Selection —
The Moment
Vol.21, page 105 in the Japanese edition; VIZ Vol.21 at the corresponding panel. The Sasuke retrieval mission, mid-chase. The team has just netted its pursuers, and while a teammate calls dibs on the tactics — 「ナルト!悪りィがここはオレの新技を披露させてもらうぜ」, "SORRY, NARUTO, IT'S MY TURN TO SHOW OFF MY LATEST TECHNIQUE." — Naruto's contribution is not tactical:
「サスケはぜってえ連れ戻す!!」 "I'M GONNA BRING BACK SASUKE FOR SURE!"
The mission itself had been stated at the briefing with deliberate flatness — 「サスケを連れ戻すだけっスか!?」 — "BRING SASUKE BACK. IS THAT ALL?" — with the warning attached: 「大蛇丸の手の者がサスケを手引きしている可能性が高い」 — "THERE'S A STRONG CHANCE THAT OROCHIMARU'S HENCHMEN ARE ASSISTING SASUKE." What Naruto does to that assignment is what he does to every piece of language he touches: he converts it from a task into an oath.
The Sentence, Piece by Piece
| Piece | Reading | Role |
|---|---|---|
| サスケは | サスケは | topic: "as for Sasuke" — with a contrast lurking |
| ぜってえ | zettee | 絶対 in delinquent phonology — total certainty, rough spelling |
| 連れ戻す | つれもどす | "bring back (where he belongs)" — compound verb |
| !! | — | the usual volume |
連れ戻す is the load-bearing word. Japanese compound verbs pack a path and a result into one unit: 連れる (take someone along) + 戻す (return something to its place). The compound assumes what the whole arc is about to contest — that Sasuke has a place, that Konoha is where he belongs, that leaving was displacement rather than choice. Naruto never argues that premise; his verb carries it for him.

Tasks to complete —
• a. In the records, swap "metal pole" for "steel post" from the line with "plant shown in this photo?" up to and including the last line of the records. Give back only those lines, with nothing else changed.
• b. Please extend the Naruto piece, starting right after its final sentence.
The records have no connection to the Naruto piece.

Point placement records
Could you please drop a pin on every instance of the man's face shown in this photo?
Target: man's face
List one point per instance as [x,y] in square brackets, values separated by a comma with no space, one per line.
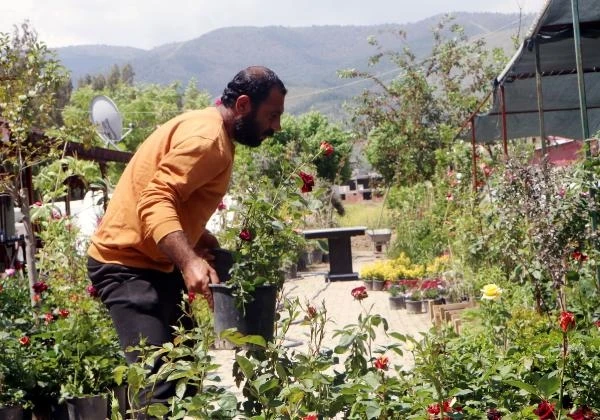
[261,122]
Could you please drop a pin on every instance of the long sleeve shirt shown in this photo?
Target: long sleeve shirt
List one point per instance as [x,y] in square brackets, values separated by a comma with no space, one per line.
[175,181]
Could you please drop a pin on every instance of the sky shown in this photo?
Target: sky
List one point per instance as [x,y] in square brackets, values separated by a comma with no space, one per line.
[150,23]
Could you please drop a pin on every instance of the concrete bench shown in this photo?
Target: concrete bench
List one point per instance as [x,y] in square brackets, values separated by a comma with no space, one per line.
[340,250]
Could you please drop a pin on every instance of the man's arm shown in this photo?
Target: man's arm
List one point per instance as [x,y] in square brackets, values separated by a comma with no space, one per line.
[197,272]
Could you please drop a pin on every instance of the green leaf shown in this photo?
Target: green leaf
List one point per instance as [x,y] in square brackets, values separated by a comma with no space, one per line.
[530,389]
[549,385]
[158,410]
[246,365]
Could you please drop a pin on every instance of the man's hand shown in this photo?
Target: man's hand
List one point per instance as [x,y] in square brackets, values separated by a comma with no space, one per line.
[197,272]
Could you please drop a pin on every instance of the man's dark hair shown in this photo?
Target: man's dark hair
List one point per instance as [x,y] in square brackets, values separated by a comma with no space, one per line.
[256,82]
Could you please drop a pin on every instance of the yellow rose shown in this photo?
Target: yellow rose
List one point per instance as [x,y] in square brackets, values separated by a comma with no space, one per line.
[491,292]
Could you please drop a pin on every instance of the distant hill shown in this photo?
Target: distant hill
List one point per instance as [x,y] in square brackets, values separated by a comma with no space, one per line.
[306,58]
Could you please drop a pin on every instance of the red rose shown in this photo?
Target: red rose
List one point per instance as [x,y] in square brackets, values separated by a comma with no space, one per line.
[327,148]
[39,287]
[545,411]
[359,293]
[567,321]
[433,409]
[308,180]
[245,235]
[92,291]
[382,363]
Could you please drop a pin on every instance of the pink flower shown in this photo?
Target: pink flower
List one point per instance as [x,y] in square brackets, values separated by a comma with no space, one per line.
[567,321]
[40,287]
[359,293]
[494,414]
[381,363]
[327,148]
[582,413]
[308,181]
[245,235]
[545,411]
[48,318]
[579,256]
[92,291]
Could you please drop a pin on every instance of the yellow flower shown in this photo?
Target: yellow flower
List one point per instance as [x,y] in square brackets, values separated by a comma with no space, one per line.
[491,292]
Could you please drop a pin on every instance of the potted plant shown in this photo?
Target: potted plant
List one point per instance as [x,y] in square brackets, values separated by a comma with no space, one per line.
[414,303]
[378,281]
[264,238]
[397,298]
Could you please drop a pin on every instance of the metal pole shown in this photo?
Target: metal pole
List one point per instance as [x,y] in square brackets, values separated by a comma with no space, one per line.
[474,154]
[538,84]
[583,111]
[504,130]
[580,76]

The results —
• a.
Could you please drop a pin on every instance of the potted plant shown in this photo?
Target: potted plant
List one point per instance as [x,y] in square brackets, values separated by a comma with no space, one per line.
[414,303]
[378,281]
[264,238]
[397,298]
Could you please drop a pin on every instance of the steel post shown in this photo?
Target: steel post
List one point per instance as [x,y] in square brackets, values separated by a comma with no space, one per line.
[474,154]
[538,84]
[583,111]
[504,130]
[580,76]

• b.
ぜってえ is 絶対 passed through the same rough vowel-fusion that makes ねェ and うるせェ (the orthographic register system crosses series): certainty, spelled like a street kid. And サスケは, the plain topic, does quiet work: topics imply contrast sets, and the unstated remainder — whatever else this mission costs — is exactly what the arc will spend.
Words to keep: 連れ戻す (to bring back), 絶対/ぜってえ (absolutely), 任務 (にんむ, mission), 手引き (てびき, guiding/abetting — the briefing's word).
The Voice
Compare the two sentences the mission generates. The mission's briefing register: quantified risk, strategy, 任務. Naruto's register: a name, an absolute, a verb, four exclamation points of confidence in a chase that is about to go wrong. It is the Hokage-vow grammar — bare certainty about the future — aimed for the first time at a person rather than a title. The series' two great engines (become Hokage; bring Sasuke back) run on the same conjugation.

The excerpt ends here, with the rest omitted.